DIRECTIVE –
Write out the data below verbatim, from its start through the line containing "top-left (72, 10), bottom-right (87, 24)", including both ends. Omit the pictures.

Excerpts from a detection dataset –
>>>

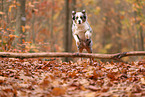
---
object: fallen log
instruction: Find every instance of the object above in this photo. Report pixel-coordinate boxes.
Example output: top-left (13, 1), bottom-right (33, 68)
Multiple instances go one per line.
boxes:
top-left (0, 51), bottom-right (145, 60)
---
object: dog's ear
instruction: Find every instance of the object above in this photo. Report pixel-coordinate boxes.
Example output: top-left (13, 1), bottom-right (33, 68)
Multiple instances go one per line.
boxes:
top-left (72, 11), bottom-right (76, 20)
top-left (82, 10), bottom-right (86, 15)
top-left (82, 10), bottom-right (86, 19)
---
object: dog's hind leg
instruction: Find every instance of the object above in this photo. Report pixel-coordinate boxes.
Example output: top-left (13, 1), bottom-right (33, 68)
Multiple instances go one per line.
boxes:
top-left (86, 39), bottom-right (94, 64)
top-left (86, 47), bottom-right (94, 64)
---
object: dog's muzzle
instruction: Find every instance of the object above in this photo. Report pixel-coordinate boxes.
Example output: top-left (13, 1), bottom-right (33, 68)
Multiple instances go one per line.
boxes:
top-left (78, 20), bottom-right (81, 24)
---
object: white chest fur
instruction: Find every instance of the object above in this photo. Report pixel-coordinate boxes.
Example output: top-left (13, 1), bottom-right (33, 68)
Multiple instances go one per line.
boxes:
top-left (73, 22), bottom-right (89, 40)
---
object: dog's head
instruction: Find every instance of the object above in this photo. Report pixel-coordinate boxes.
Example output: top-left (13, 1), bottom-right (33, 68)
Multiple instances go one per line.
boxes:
top-left (72, 10), bottom-right (87, 24)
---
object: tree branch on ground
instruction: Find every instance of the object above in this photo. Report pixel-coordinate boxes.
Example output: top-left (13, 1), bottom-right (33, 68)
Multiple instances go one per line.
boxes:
top-left (0, 51), bottom-right (145, 60)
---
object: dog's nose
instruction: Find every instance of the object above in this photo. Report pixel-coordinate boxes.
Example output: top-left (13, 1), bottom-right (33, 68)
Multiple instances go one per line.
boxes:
top-left (79, 20), bottom-right (81, 24)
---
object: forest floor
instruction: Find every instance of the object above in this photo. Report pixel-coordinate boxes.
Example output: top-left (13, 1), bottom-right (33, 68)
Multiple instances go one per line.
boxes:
top-left (0, 58), bottom-right (145, 97)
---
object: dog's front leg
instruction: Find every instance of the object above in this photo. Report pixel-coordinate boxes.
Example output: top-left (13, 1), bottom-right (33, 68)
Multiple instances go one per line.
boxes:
top-left (73, 34), bottom-right (80, 47)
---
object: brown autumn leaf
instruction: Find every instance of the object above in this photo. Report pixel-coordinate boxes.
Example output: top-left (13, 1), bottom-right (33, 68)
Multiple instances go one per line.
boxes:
top-left (51, 87), bottom-right (66, 96)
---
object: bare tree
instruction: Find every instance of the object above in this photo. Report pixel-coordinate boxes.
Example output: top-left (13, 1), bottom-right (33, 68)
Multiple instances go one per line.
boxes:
top-left (64, 0), bottom-right (71, 61)
top-left (16, 0), bottom-right (26, 52)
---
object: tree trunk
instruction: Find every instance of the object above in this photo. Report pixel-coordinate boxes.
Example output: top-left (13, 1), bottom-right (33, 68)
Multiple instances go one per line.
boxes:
top-left (32, 1), bottom-right (36, 44)
top-left (0, 51), bottom-right (145, 60)
top-left (16, 0), bottom-right (26, 52)
top-left (50, 0), bottom-right (55, 51)
top-left (64, 0), bottom-right (72, 61)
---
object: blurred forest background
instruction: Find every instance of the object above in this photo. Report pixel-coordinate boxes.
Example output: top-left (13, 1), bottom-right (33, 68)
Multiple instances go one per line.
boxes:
top-left (0, 0), bottom-right (145, 60)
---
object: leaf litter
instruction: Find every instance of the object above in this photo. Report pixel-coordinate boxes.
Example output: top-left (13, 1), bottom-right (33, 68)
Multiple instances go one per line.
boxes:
top-left (0, 58), bottom-right (145, 97)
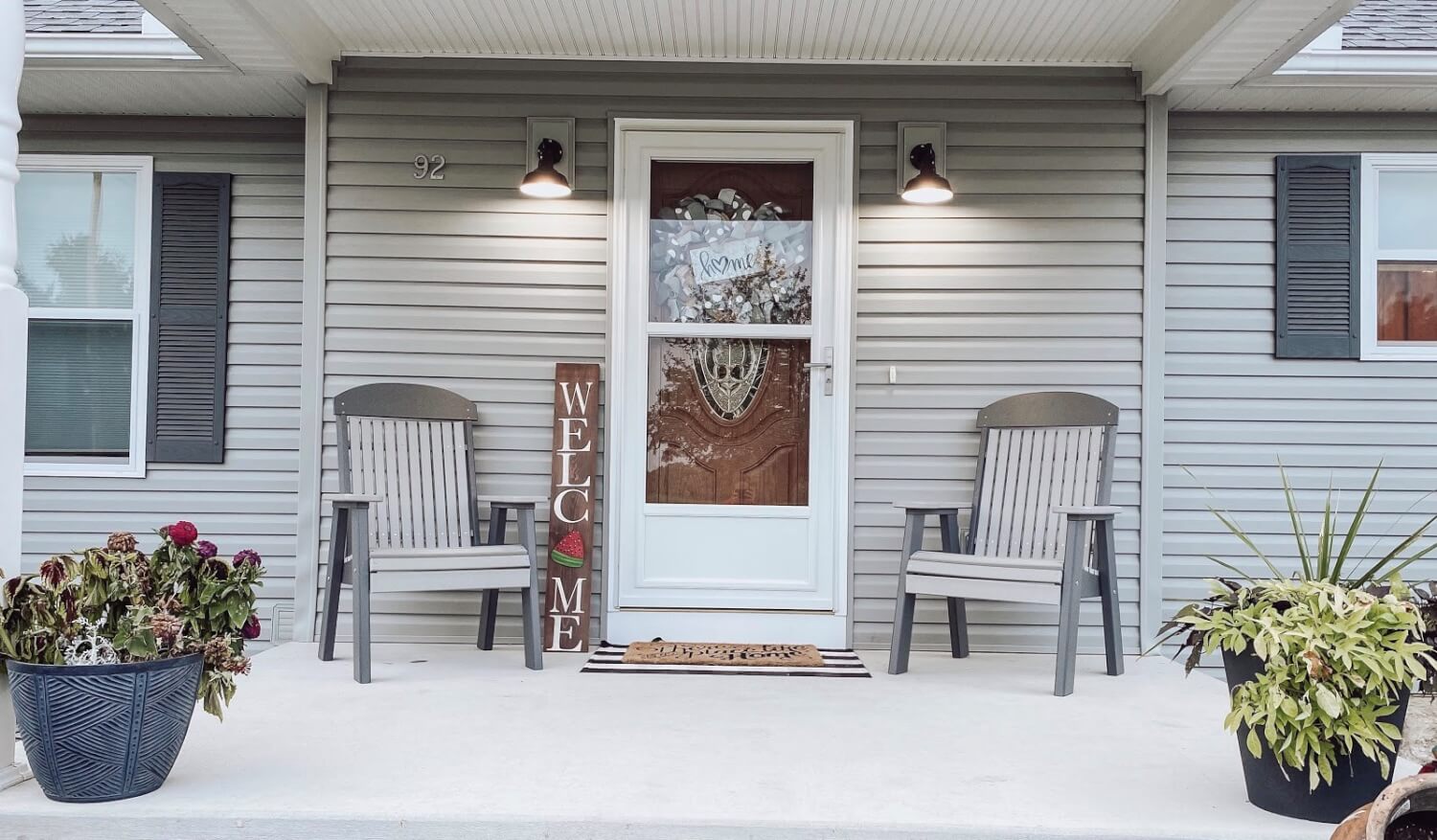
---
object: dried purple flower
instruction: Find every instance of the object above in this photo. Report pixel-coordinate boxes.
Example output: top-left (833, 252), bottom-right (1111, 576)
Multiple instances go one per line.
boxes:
top-left (149, 613), bottom-right (184, 647)
top-left (160, 520), bottom-right (200, 549)
top-left (40, 557), bottom-right (66, 586)
top-left (105, 532), bottom-right (138, 555)
top-left (235, 549), bottom-right (261, 569)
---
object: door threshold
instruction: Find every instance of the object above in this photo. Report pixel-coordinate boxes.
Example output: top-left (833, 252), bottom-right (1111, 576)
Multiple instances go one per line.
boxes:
top-left (604, 609), bottom-right (848, 647)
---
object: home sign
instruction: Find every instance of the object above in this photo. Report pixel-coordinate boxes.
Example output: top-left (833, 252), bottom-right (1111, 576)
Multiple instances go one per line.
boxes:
top-left (689, 237), bottom-right (764, 285)
top-left (543, 362), bottom-right (600, 652)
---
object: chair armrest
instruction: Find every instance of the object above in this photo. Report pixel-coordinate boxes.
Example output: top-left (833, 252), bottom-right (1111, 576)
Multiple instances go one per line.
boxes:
top-left (321, 492), bottom-right (384, 507)
top-left (1054, 504), bottom-right (1123, 521)
top-left (474, 495), bottom-right (549, 509)
top-left (894, 498), bottom-right (971, 514)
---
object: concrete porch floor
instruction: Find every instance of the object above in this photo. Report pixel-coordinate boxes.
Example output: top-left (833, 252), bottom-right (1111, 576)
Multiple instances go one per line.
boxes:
top-left (0, 644), bottom-right (1351, 840)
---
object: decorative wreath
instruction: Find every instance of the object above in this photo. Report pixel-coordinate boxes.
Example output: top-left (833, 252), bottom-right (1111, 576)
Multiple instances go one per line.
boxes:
top-left (650, 188), bottom-right (813, 323)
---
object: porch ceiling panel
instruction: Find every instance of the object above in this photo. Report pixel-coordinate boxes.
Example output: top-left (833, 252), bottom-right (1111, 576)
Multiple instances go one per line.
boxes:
top-left (1169, 84), bottom-right (1437, 112)
top-left (303, 0), bottom-right (1177, 64)
top-left (20, 69), bottom-right (305, 116)
top-left (144, 0), bottom-right (295, 73)
top-left (1180, 0), bottom-right (1358, 84)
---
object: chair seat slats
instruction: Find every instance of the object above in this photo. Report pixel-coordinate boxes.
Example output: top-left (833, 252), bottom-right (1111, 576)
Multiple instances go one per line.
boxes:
top-left (370, 546), bottom-right (529, 572)
top-left (908, 552), bottom-right (1063, 583)
top-left (904, 575), bottom-right (1062, 604)
top-left (370, 569), bottom-right (529, 592)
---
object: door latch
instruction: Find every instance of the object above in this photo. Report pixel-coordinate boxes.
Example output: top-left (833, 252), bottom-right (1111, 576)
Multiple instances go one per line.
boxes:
top-left (804, 348), bottom-right (833, 397)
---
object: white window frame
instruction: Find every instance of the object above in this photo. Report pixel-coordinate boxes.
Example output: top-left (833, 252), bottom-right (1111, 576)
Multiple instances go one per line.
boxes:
top-left (1359, 153), bottom-right (1437, 362)
top-left (17, 153), bottom-right (155, 478)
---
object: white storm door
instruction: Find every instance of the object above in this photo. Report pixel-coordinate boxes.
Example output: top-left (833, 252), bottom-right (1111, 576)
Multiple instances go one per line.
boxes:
top-left (606, 121), bottom-right (853, 644)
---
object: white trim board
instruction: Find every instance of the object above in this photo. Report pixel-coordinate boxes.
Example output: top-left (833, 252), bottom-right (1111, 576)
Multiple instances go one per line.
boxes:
top-left (295, 84), bottom-right (330, 642)
top-left (1358, 153), bottom-right (1437, 362)
top-left (1138, 95), bottom-right (1169, 647)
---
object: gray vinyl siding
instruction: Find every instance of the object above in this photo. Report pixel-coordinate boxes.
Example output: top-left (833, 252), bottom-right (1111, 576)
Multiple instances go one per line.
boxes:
top-left (20, 116), bottom-right (305, 641)
top-left (324, 58), bottom-right (1144, 650)
top-left (1163, 113), bottom-right (1437, 613)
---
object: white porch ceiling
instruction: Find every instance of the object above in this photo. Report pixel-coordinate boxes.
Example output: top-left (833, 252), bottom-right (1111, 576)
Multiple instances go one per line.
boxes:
top-left (308, 0), bottom-right (1177, 64)
top-left (20, 67), bottom-right (305, 116)
top-left (13, 0), bottom-right (1380, 115)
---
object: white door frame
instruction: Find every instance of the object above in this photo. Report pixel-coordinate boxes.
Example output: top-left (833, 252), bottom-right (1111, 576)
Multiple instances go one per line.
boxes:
top-left (603, 118), bottom-right (856, 647)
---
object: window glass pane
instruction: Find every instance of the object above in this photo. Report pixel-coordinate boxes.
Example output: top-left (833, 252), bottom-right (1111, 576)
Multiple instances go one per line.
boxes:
top-left (16, 170), bottom-right (137, 308)
top-left (25, 320), bottom-right (132, 457)
top-left (647, 339), bottom-right (810, 506)
top-left (1377, 170), bottom-right (1437, 250)
top-left (1377, 260), bottom-right (1437, 343)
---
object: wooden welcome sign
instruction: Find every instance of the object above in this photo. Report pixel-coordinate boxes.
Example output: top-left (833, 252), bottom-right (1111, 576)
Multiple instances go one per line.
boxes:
top-left (543, 362), bottom-right (600, 652)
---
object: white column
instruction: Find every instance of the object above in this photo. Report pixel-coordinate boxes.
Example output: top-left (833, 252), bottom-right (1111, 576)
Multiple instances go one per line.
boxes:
top-left (0, 0), bottom-right (29, 788)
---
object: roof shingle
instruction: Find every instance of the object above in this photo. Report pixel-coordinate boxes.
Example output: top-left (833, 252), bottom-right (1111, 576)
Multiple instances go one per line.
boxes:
top-left (1342, 0), bottom-right (1437, 50)
top-left (25, 0), bottom-right (146, 34)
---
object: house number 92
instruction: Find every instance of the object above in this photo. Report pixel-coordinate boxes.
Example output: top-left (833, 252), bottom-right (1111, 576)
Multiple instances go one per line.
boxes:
top-left (414, 155), bottom-right (445, 181)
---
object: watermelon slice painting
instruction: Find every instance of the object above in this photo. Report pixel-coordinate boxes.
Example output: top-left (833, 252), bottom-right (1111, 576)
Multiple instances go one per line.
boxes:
top-left (549, 532), bottom-right (583, 569)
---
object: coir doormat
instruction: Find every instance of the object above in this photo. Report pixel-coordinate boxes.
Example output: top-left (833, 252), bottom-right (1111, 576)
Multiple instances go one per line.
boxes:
top-left (583, 639), bottom-right (871, 676)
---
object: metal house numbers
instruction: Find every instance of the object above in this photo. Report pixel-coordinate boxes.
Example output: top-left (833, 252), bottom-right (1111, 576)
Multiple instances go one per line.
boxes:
top-left (414, 155), bottom-right (448, 181)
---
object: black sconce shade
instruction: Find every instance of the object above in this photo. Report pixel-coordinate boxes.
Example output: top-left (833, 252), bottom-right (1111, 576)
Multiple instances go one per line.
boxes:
top-left (519, 138), bottom-right (574, 198)
top-left (902, 144), bottom-right (953, 204)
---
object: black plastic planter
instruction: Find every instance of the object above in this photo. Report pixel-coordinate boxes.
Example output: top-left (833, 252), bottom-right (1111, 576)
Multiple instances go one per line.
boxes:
top-left (6, 653), bottom-right (204, 803)
top-left (1223, 650), bottom-right (1411, 823)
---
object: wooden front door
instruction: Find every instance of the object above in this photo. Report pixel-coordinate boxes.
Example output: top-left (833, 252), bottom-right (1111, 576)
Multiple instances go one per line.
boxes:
top-left (605, 120), bottom-right (851, 644)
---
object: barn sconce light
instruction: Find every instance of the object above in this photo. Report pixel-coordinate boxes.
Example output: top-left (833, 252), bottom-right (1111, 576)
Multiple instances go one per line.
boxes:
top-left (902, 144), bottom-right (953, 204)
top-left (899, 122), bottom-right (953, 204)
top-left (519, 116), bottom-right (574, 198)
top-left (519, 136), bottom-right (574, 198)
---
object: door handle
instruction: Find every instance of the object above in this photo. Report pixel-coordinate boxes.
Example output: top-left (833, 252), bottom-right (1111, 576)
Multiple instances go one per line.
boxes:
top-left (804, 348), bottom-right (833, 397)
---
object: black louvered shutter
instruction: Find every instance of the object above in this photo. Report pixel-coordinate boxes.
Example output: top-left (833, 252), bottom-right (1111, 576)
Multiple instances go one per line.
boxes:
top-left (1276, 155), bottom-right (1361, 359)
top-left (147, 172), bottom-right (230, 464)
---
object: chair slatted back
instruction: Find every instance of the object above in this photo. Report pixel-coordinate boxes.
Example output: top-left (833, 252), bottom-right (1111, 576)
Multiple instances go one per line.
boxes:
top-left (335, 382), bottom-right (479, 550)
top-left (969, 391), bottom-right (1118, 560)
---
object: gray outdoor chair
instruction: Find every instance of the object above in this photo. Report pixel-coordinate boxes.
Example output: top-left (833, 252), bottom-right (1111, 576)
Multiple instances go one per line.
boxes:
top-left (319, 382), bottom-right (543, 682)
top-left (888, 391), bottom-right (1123, 696)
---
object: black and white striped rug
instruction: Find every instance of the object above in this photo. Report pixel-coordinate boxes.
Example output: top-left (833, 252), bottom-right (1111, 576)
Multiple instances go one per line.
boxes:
top-left (582, 644), bottom-right (873, 678)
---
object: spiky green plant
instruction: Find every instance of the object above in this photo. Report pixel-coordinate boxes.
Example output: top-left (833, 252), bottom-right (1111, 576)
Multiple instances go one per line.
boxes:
top-left (1207, 461), bottom-right (1437, 589)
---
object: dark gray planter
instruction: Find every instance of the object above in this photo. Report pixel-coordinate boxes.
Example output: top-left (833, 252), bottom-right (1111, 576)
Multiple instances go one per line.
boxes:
top-left (1223, 649), bottom-right (1411, 823)
top-left (6, 653), bottom-right (204, 803)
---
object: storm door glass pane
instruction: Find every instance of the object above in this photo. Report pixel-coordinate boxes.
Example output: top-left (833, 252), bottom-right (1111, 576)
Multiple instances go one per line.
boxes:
top-left (16, 170), bottom-right (137, 308)
top-left (25, 320), bottom-right (132, 457)
top-left (649, 161), bottom-right (813, 325)
top-left (647, 337), bottom-right (810, 506)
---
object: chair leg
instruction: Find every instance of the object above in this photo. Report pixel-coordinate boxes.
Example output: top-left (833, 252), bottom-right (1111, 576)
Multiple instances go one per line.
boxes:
top-left (1092, 520), bottom-right (1123, 676)
top-left (479, 507), bottom-right (509, 650)
top-left (939, 512), bottom-right (969, 659)
top-left (319, 507), bottom-right (350, 662)
top-left (948, 598), bottom-right (969, 659)
top-left (519, 509), bottom-right (540, 670)
top-left (888, 511), bottom-right (927, 673)
top-left (350, 509), bottom-right (371, 684)
top-left (479, 589), bottom-right (499, 650)
top-left (1054, 520), bottom-right (1088, 696)
top-left (888, 583), bottom-right (919, 673)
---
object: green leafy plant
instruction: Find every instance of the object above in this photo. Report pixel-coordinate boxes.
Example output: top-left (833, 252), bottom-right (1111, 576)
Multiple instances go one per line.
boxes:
top-left (0, 521), bottom-right (264, 716)
top-left (1164, 580), bottom-right (1437, 788)
top-left (1207, 461), bottom-right (1437, 589)
top-left (1152, 463), bottom-right (1437, 788)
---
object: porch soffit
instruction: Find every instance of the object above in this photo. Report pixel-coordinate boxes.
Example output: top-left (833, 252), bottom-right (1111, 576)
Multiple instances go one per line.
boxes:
top-left (132, 0), bottom-right (1356, 74)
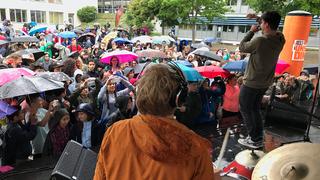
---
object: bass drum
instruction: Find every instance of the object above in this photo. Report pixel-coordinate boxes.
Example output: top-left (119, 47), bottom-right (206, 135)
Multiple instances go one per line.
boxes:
top-left (223, 161), bottom-right (253, 180)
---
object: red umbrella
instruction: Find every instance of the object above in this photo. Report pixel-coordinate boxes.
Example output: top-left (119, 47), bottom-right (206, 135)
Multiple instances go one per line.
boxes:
top-left (0, 68), bottom-right (35, 86)
top-left (137, 49), bottom-right (167, 58)
top-left (195, 66), bottom-right (230, 79)
top-left (276, 60), bottom-right (290, 74)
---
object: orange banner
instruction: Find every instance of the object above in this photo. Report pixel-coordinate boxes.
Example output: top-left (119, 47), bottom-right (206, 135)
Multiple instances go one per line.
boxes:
top-left (279, 11), bottom-right (312, 76)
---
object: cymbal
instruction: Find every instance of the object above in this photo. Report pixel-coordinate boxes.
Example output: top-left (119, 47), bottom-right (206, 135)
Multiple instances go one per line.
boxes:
top-left (235, 150), bottom-right (265, 168)
top-left (252, 143), bottom-right (320, 180)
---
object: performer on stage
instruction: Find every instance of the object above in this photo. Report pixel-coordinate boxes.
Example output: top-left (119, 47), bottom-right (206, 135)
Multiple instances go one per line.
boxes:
top-left (94, 64), bottom-right (218, 180)
top-left (238, 11), bottom-right (285, 148)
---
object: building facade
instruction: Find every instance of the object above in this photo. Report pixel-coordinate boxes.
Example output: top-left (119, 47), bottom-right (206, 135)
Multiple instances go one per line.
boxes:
top-left (98, 0), bottom-right (130, 13)
top-left (165, 0), bottom-right (320, 47)
top-left (0, 0), bottom-right (98, 28)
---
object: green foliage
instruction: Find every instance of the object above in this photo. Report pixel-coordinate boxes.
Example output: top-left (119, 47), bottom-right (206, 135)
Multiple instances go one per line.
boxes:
top-left (247, 0), bottom-right (320, 16)
top-left (77, 6), bottom-right (98, 23)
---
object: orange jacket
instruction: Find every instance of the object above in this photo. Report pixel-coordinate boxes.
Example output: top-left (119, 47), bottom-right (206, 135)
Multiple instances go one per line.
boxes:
top-left (94, 115), bottom-right (214, 180)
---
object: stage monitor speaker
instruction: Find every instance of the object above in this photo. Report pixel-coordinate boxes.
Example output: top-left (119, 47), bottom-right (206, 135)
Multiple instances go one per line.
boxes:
top-left (265, 100), bottom-right (309, 130)
top-left (50, 140), bottom-right (97, 180)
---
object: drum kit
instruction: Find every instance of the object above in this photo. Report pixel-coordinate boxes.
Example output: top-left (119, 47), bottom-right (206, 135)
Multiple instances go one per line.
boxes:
top-left (220, 143), bottom-right (320, 180)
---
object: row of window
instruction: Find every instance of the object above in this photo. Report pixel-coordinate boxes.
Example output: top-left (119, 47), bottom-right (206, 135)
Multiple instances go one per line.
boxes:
top-left (0, 9), bottom-right (63, 24)
top-left (31, 0), bottom-right (62, 4)
top-left (179, 24), bottom-right (251, 33)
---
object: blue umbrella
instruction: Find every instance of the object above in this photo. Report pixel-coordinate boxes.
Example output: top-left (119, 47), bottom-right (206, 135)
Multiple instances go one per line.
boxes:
top-left (0, 101), bottom-right (17, 119)
top-left (58, 31), bottom-right (77, 39)
top-left (113, 38), bottom-right (132, 44)
top-left (222, 60), bottom-right (248, 72)
top-left (176, 60), bottom-right (193, 67)
top-left (29, 26), bottom-right (48, 36)
top-left (202, 37), bottom-right (221, 43)
top-left (29, 21), bottom-right (37, 27)
top-left (177, 63), bottom-right (204, 82)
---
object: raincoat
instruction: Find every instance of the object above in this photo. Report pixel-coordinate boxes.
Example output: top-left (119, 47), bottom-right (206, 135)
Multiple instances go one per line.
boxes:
top-left (94, 115), bottom-right (214, 180)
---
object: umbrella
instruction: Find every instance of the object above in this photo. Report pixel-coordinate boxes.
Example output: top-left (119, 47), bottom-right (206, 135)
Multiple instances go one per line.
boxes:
top-left (58, 31), bottom-right (77, 39)
top-left (131, 36), bottom-right (152, 44)
top-left (72, 29), bottom-right (84, 34)
top-left (101, 31), bottom-right (118, 44)
top-left (137, 49), bottom-right (167, 58)
top-left (152, 36), bottom-right (176, 44)
top-left (78, 33), bottom-right (96, 42)
top-left (276, 60), bottom-right (290, 74)
top-left (100, 50), bottom-right (138, 64)
top-left (113, 37), bottom-right (132, 44)
top-left (192, 49), bottom-right (221, 62)
top-left (29, 21), bottom-right (37, 27)
top-left (0, 101), bottom-right (17, 119)
top-left (0, 68), bottom-right (35, 86)
top-left (0, 76), bottom-right (64, 99)
top-left (29, 26), bottom-right (48, 36)
top-left (11, 36), bottom-right (39, 43)
top-left (15, 49), bottom-right (45, 60)
top-left (37, 72), bottom-right (72, 82)
top-left (0, 40), bottom-right (9, 46)
top-left (176, 60), bottom-right (193, 67)
top-left (191, 43), bottom-right (209, 49)
top-left (303, 64), bottom-right (319, 74)
top-left (133, 62), bottom-right (156, 74)
top-left (222, 60), bottom-right (248, 72)
top-left (195, 66), bottom-right (230, 78)
top-left (177, 63), bottom-right (204, 82)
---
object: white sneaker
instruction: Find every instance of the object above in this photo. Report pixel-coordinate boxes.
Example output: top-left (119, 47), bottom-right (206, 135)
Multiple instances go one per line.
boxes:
top-left (238, 136), bottom-right (263, 149)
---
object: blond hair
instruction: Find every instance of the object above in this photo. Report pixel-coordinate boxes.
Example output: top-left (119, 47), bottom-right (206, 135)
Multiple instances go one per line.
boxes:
top-left (137, 64), bottom-right (179, 117)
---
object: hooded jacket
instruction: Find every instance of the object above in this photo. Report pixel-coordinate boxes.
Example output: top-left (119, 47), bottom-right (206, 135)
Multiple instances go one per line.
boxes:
top-left (239, 31), bottom-right (285, 89)
top-left (94, 115), bottom-right (214, 180)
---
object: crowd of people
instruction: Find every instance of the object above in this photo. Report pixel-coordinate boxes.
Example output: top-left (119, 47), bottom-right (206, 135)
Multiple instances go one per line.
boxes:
top-left (0, 12), bottom-right (314, 179)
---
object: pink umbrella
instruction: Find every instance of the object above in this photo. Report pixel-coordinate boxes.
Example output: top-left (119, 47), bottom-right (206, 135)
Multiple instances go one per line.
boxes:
top-left (276, 59), bottom-right (290, 74)
top-left (0, 68), bottom-right (35, 86)
top-left (100, 50), bottom-right (138, 64)
top-left (195, 66), bottom-right (230, 78)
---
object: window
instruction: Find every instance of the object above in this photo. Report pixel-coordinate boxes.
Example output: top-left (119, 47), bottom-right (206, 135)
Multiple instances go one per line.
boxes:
top-left (48, 0), bottom-right (62, 4)
top-left (49, 12), bottom-right (63, 24)
top-left (228, 0), bottom-right (237, 6)
top-left (0, 9), bottom-right (6, 21)
top-left (239, 26), bottom-right (251, 33)
top-left (30, 11), bottom-right (46, 23)
top-left (196, 24), bottom-right (201, 31)
top-left (309, 28), bottom-right (319, 37)
top-left (241, 0), bottom-right (248, 6)
top-left (222, 25), bottom-right (234, 32)
top-left (9, 9), bottom-right (27, 22)
top-left (68, 13), bottom-right (74, 25)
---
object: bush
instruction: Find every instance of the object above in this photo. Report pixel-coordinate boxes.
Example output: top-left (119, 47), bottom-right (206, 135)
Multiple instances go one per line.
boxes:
top-left (77, 6), bottom-right (98, 23)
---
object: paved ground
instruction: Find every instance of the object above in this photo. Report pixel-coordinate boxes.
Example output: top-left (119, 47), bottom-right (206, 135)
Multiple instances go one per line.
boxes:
top-left (0, 109), bottom-right (320, 180)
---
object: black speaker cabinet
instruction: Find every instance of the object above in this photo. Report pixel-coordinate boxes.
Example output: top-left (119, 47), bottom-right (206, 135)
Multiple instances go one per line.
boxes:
top-left (50, 140), bottom-right (97, 180)
top-left (265, 100), bottom-right (309, 130)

<<<

FINAL RESULT –
---
object: fallen log
instruction: Find every instance of the object above in this photo. Report pixel-coordinate boxes.
Example output: top-left (13, 1), bottom-right (33, 68)
Multiple instances go one per line.
boxes:
top-left (0, 51), bottom-right (145, 60)
---
object: dog's ear
instruction: Find every instance of the object above in this photo. Report pixel-coordinate boxes.
Example output: top-left (13, 1), bottom-right (33, 68)
Multiple instances go one per line.
boxes:
top-left (72, 11), bottom-right (76, 20)
top-left (82, 10), bottom-right (86, 15)
top-left (82, 10), bottom-right (86, 19)
---
object: dog's hind leg
instruction: Find every instance of the object above in this photo. Report pixel-coordinate boxes.
Example output: top-left (13, 1), bottom-right (33, 68)
Multiple instances go one per line.
boxes:
top-left (86, 39), bottom-right (94, 64)
top-left (86, 47), bottom-right (94, 64)
---
object: dog's muzzle
instruction: Find every instance of the object above in this photo. Report pixel-coordinate boxes.
Example output: top-left (13, 1), bottom-right (33, 68)
Multiple instances go one per line.
boxes:
top-left (78, 20), bottom-right (81, 24)
---
object: white chest fur
instruction: Find every instance of the object above in this photo. Report pixel-coordinate boxes.
Example output: top-left (13, 1), bottom-right (33, 68)
Multiple instances go one per line.
boxes:
top-left (73, 22), bottom-right (89, 40)
---
object: dog's head
instruction: Find every instance of the object above in this photo. Report pixel-coordinate boxes.
Example output: top-left (13, 1), bottom-right (33, 68)
Multiple instances go one per line.
boxes:
top-left (72, 10), bottom-right (87, 24)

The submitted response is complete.